===== Records shown =====

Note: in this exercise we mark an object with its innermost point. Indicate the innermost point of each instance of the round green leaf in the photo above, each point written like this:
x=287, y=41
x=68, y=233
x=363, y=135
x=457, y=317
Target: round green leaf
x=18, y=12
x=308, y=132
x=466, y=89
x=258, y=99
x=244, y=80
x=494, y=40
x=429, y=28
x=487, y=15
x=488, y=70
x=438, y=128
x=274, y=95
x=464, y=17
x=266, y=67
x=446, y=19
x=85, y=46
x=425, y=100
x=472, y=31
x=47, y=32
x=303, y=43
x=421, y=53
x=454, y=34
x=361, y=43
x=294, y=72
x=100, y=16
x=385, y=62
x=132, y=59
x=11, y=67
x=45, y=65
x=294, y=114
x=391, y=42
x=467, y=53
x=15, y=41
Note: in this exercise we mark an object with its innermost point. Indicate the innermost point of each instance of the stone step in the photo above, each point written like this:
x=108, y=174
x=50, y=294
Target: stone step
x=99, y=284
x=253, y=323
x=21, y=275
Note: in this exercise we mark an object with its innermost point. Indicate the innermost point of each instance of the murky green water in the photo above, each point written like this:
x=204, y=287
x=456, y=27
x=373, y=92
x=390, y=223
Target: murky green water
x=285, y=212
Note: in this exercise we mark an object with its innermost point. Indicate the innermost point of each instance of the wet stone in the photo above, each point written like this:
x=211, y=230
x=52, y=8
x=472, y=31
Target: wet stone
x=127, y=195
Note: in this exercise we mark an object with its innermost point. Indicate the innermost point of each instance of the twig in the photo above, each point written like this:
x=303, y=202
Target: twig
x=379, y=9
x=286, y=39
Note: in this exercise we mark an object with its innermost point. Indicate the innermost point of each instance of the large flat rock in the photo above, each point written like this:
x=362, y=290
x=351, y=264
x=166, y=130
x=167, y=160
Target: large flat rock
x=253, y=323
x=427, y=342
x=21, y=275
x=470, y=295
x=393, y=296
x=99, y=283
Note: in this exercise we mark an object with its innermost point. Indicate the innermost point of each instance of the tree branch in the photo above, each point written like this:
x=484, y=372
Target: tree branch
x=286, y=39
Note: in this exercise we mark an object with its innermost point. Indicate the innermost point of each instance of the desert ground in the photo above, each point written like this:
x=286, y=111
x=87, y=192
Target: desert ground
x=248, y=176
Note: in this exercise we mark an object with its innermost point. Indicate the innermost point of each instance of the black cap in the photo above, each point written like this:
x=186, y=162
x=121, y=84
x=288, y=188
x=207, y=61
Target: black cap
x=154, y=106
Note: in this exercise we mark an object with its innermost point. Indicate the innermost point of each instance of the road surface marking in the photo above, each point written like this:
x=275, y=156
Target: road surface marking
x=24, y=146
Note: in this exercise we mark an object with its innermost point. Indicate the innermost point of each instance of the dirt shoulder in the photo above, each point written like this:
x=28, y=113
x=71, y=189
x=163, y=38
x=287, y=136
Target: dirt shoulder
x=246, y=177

=====

Return all of the data exactly as it reads.

Note: in this exercise we mark an object with its innermost point. Indicate the innermost point of each instance of the round green leaf in the photo above, each point written like this:
x=287, y=41
x=68, y=233
x=363, y=135
x=457, y=317
Target: round green leaf
x=18, y=12
x=308, y=132
x=466, y=89
x=258, y=99
x=244, y=80
x=494, y=40
x=429, y=28
x=487, y=15
x=488, y=70
x=438, y=128
x=274, y=95
x=464, y=17
x=266, y=67
x=446, y=19
x=85, y=46
x=425, y=100
x=472, y=31
x=47, y=32
x=303, y=43
x=421, y=53
x=454, y=34
x=361, y=43
x=294, y=72
x=100, y=16
x=385, y=62
x=132, y=59
x=11, y=67
x=45, y=65
x=294, y=114
x=391, y=42
x=467, y=53
x=15, y=41
Note: in this exercise we mark an object with its innermost point. Indicate the innermost point of each instance of the stone step in the photo above, each point written like this:
x=108, y=174
x=50, y=294
Target: stone step
x=99, y=284
x=253, y=323
x=21, y=275
Note: in this exercise we mark an object with its innermost point. Indicate the innermost point of each instance of the murky green water in the photo above, each point written like this:
x=204, y=287
x=456, y=27
x=373, y=92
x=390, y=223
Target: murky green water
x=285, y=212
Note: in this exercise we mark an object with its innermost point. Indicate the innermost point of each instance of the wet stone in the photo above, each point written like this:
x=211, y=230
x=52, y=8
x=472, y=31
Target: wet stone
x=127, y=195
Note: in this exercise we mark an object with its innermost point. Indicate the innermost point of each instance of the twig in the photo above, each point written like this:
x=303, y=202
Target: twig
x=379, y=9
x=286, y=39
Note: in this exercise we mark an object with its innermost point. Indicate the innermost point of each instance of the large flat rock in the photo above, each point written like this:
x=362, y=290
x=351, y=264
x=166, y=130
x=167, y=160
Target: large flat rock
x=253, y=323
x=427, y=342
x=21, y=275
x=470, y=295
x=393, y=296
x=99, y=283
Note: in this exercise we mark an object with its innermost point. Indicate the innermost point of each instance of the tree branch in the photo above, each point written like this:
x=484, y=372
Target: tree branch
x=286, y=39
Note: in this exercise we mark an object with its innermost point. Indicate the innermost point of each instance of the desert ground in the photo above, each point written like this:
x=286, y=111
x=87, y=192
Target: desert ground
x=248, y=176
Note: in this exercise we mark an object with its innermost point. Indicate the innermost point of each instance of the black cap in the photo above, each point written like this:
x=186, y=162
x=121, y=84
x=288, y=188
x=207, y=61
Target: black cap
x=154, y=106
Note: in this exercise we mark an object with its innermost point. Indicate the innermost point of each instance of the road surface marking in the photo above, each point written like this:
x=275, y=156
Target: road surface marking
x=24, y=146
Note: in this exercise we mark an object with its innermost point. Indicate the innermost point of each instance of the dirt shoulder in the photo above, each point written like this:
x=28, y=113
x=71, y=189
x=163, y=38
x=287, y=136
Target: dirt shoulder
x=246, y=177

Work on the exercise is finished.